The WW1 Names On The Cenotaph Have Stories Of Their Own

February 8, 2020. Recently, Pieter and a friend went to see the British WW1 movie ‘1917’, which is nominated for several Oscars and has a Canadian connection due to a map used in the film.  (For that story see  The story takes place in France on April 6, 1917, and is about two men tasked with delivering a message to another unit to warn of a German ambush.  The men go through several towns and villages in France’s Western Front.  Canadians may remember this period as being the lead up to the Battle of Vimy Ridge on April 9, 1917.

Pieter found the movie of great interest for several reasons. It was a depiction of the horrors of war… without being overly gory.  After being through the trenches and tunnels in Vimy Ridge a few years ago, he was intrigued to see the way soldiers sat on either side of a trench while waiting to go up into battle.   But the main reason he liked the movie is that it told the story of two people.

Contrary to what we learn in history books and classes, in the end all history is the cumulative stories of individuals.  A list of names on a cenotaph, such as the one outside the Borden-Carleton Legion, is meaningless without knowing who those people were and what happened to them.  This is what started Pieter on the journey to uncover the stories behind the names on the Cenotaph.

> _Information given_:
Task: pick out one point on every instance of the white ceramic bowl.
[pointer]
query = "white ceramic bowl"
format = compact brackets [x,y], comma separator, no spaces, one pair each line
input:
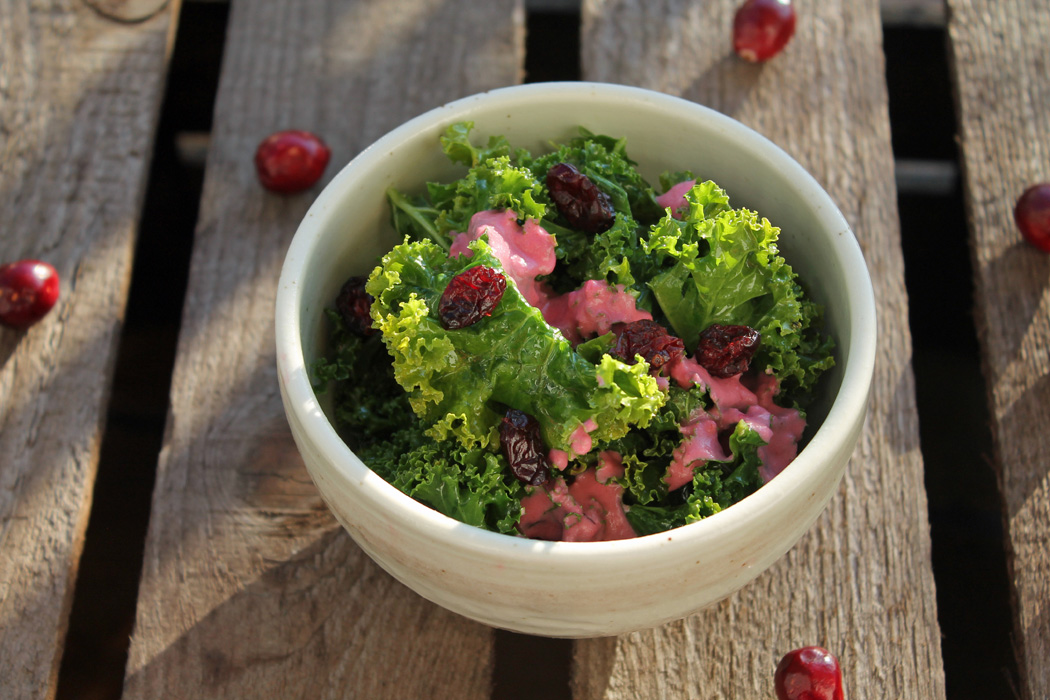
[576,589]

> _Assigned task_:
Answer these questions from the text about the cenotaph names.
(a) On what date does the story of the movie ‘1917’ take place?
(b) What had Pieter been through at Vimy Ridge a few years ago?
(c) Where is the cenotaph that the text names located?

> _Reply_:
(a) April 6, 1917
(b) The trenches and tunnels
(c) Outside the Borden-Carleton Legion